**読む文章**
▬▬▬
男色右翼活動屋・馬場英行

私と同世代の同性愛者の活動家としてがんばっていた馬場ちゃんが、2004年9月30日に亡くなりました。
馬場英行さん追悼文集編集委員会」が、馬場ちゃんの追悼文集をつくってくれました。ありがとう。
以下は、そこに書かせてもらった私の追悼文です。


文集表紙写真

男色右翼活動屋・馬場英行

 「君、ホモは嫌いかい?」と大書きされたTシャツ。私が「変態左翼活動屋」のブランドでネット販売しているオリジナルTシャツだ。「怒られるかな?」と少し不安もあったんだけど、実は馬場ちゃん、あるイベント会場で1枚買ってくれた。その後、馬場ちゃんは私に対しては、「男色右翼活動屋」と名乗っていた。
▬▬▬
(データセットからの抜き書き)
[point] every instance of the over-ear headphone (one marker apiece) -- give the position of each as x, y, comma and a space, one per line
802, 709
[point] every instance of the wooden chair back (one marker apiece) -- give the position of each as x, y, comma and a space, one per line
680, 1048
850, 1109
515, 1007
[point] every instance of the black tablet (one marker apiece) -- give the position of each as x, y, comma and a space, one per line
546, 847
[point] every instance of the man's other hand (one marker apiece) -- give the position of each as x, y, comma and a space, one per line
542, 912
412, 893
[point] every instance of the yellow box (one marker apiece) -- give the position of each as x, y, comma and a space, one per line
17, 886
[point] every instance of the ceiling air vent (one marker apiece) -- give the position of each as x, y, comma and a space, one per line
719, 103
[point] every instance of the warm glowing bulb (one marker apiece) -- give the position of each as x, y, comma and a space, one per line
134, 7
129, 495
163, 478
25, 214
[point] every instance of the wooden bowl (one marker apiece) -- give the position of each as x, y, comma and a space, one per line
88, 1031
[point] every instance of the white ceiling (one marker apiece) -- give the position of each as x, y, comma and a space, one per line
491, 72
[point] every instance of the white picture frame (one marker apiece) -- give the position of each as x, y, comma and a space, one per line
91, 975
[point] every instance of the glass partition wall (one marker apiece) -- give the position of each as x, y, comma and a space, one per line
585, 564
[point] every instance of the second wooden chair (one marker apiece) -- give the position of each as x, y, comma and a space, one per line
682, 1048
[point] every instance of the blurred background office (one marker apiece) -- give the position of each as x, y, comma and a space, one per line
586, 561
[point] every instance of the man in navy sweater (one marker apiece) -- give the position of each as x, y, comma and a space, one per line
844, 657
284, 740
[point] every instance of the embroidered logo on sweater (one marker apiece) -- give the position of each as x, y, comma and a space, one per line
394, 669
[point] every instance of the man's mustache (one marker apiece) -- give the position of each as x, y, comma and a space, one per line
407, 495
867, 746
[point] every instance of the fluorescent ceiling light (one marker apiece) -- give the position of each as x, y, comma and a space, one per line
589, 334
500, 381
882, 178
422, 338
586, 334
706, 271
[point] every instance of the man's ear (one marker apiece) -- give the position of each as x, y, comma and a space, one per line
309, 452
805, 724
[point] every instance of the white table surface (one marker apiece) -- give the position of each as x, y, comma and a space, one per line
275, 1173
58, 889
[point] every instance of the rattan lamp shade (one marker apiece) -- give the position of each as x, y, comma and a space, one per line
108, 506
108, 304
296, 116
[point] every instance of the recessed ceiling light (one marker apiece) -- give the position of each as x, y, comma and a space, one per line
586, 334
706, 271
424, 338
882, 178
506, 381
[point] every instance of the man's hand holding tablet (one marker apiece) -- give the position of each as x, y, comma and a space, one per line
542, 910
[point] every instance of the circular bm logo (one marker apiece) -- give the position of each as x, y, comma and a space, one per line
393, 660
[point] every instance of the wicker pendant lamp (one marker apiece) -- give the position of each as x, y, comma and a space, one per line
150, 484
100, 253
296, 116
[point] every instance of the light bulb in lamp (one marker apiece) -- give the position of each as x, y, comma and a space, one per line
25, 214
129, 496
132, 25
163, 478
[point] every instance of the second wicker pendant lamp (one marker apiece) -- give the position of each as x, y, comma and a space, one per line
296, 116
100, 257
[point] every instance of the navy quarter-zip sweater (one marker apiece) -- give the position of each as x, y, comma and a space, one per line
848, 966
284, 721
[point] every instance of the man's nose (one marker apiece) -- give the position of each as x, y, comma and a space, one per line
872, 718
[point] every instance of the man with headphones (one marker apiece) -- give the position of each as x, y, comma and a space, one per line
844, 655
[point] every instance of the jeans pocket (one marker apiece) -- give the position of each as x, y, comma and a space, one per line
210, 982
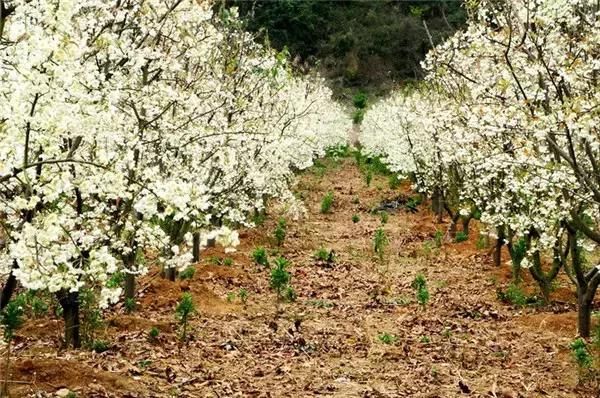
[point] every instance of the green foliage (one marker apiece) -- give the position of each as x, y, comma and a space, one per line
481, 242
394, 181
413, 203
461, 237
116, 280
290, 294
129, 305
581, 354
243, 295
419, 284
360, 100
384, 217
358, 116
11, 317
228, 262
280, 277
260, 257
188, 273
357, 42
184, 310
438, 238
280, 231
153, 334
327, 203
387, 338
380, 242
99, 346
258, 218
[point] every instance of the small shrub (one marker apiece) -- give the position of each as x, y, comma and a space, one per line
384, 217
153, 334
129, 305
324, 255
387, 338
259, 218
413, 203
439, 238
583, 358
327, 203
369, 178
187, 273
360, 100
260, 257
420, 286
290, 294
184, 310
461, 236
358, 115
243, 295
280, 277
394, 182
280, 231
447, 333
228, 262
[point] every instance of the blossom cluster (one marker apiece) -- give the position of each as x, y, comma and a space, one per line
126, 126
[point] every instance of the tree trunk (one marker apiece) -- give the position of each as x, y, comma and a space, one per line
196, 247
466, 224
69, 301
498, 249
170, 274
8, 290
584, 315
4, 392
453, 226
437, 206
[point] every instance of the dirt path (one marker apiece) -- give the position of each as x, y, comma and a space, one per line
330, 342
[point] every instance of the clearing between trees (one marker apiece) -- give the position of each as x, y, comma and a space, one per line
415, 316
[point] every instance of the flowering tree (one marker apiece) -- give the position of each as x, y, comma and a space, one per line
128, 127
521, 83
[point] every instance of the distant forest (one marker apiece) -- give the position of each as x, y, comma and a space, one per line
358, 45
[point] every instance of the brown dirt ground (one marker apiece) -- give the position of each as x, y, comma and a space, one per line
464, 343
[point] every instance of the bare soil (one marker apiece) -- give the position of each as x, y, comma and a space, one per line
465, 342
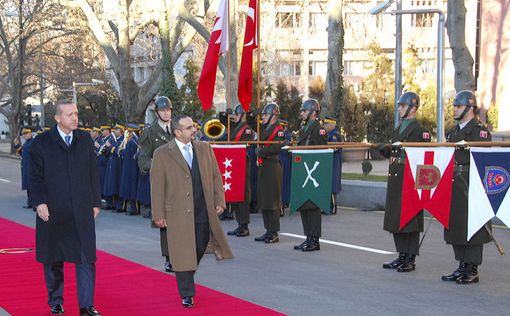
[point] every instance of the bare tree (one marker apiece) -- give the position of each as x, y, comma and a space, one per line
462, 59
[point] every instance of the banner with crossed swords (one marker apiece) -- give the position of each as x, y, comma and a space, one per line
311, 179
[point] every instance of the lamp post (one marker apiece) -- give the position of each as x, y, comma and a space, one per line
94, 82
440, 64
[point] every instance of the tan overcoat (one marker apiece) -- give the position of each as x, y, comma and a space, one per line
172, 199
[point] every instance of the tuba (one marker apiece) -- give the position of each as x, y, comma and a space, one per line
214, 129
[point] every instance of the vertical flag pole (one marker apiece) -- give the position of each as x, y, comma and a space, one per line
228, 72
258, 70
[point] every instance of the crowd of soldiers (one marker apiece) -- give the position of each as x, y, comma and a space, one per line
124, 159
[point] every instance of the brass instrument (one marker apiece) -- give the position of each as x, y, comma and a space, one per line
124, 141
214, 129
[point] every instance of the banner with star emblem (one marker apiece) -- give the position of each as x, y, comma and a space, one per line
311, 178
232, 164
427, 184
489, 179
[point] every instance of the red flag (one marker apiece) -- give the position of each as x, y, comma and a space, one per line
218, 44
245, 84
427, 184
232, 164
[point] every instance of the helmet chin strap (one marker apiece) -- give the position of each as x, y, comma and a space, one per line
466, 109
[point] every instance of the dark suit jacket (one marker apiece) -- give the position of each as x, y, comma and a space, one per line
66, 179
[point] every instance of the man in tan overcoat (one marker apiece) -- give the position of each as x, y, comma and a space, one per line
187, 196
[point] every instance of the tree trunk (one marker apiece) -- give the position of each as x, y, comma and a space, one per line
462, 59
334, 80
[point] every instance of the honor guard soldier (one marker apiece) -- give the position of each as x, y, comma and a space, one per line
270, 173
468, 253
130, 171
241, 131
154, 137
334, 136
24, 150
113, 170
406, 239
310, 133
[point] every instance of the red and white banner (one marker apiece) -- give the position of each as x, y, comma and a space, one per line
218, 44
245, 84
232, 164
427, 184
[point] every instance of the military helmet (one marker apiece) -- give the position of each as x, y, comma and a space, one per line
162, 103
238, 109
410, 99
310, 105
271, 109
465, 97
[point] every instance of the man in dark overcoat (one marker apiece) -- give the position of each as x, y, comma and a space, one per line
407, 238
310, 133
468, 253
64, 183
154, 137
269, 186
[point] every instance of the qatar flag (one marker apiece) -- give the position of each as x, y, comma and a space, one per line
218, 44
232, 164
428, 174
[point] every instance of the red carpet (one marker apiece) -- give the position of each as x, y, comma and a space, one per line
122, 287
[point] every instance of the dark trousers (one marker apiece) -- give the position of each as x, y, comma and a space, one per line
468, 253
407, 242
242, 212
85, 282
271, 220
163, 242
185, 279
312, 221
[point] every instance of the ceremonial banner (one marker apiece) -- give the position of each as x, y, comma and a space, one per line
488, 186
245, 84
218, 44
311, 178
232, 164
427, 184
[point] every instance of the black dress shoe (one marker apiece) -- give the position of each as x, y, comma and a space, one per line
233, 232
272, 238
168, 267
395, 263
243, 232
262, 238
470, 275
312, 245
188, 301
86, 311
455, 274
57, 309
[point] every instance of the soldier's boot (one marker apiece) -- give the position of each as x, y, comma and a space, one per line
301, 245
243, 231
455, 274
409, 264
234, 232
313, 245
263, 237
395, 263
470, 275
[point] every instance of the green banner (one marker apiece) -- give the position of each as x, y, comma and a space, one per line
311, 179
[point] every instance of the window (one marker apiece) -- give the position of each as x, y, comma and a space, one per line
318, 68
288, 20
422, 20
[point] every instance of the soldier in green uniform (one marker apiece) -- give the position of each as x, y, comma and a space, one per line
468, 253
152, 138
241, 131
407, 238
269, 176
310, 133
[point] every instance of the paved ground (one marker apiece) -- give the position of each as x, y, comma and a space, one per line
344, 278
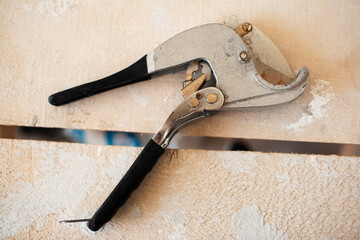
▬▬▬
**やること**
追悼文の「馬場英行さん追悼文集編集委員」で始まり「右翼活動屋」と名乗っていた。」で終わる部分を、「イベント会場」を「集会の会場」に入れ替えて書き直してください。 ここに並んだ行は、追悼文とは別の資料です。

**答えの例**
馬場英行さん追悼文集編集委員会」が、馬場ちゃんの追悼文集をつくってくれました。ありがとう。
以下は、そこに書かせてもらった私の追悼文です。


文集表紙写真

男色右翼活動屋・馬場英行

 「君、ホモは嫌いかい?」と大書きされたTシャツ。私が「変態左翼活動屋」のブランドでネット販売しているオリジナルTシャツだ。「怒られるかな?」と少し不安もあったんだけど、実は馬場ちゃん、ある集会の会場で1枚買ってくれた。その後、馬場ちゃんは私に対しては、「男色右翼活動屋」と名乗っていた。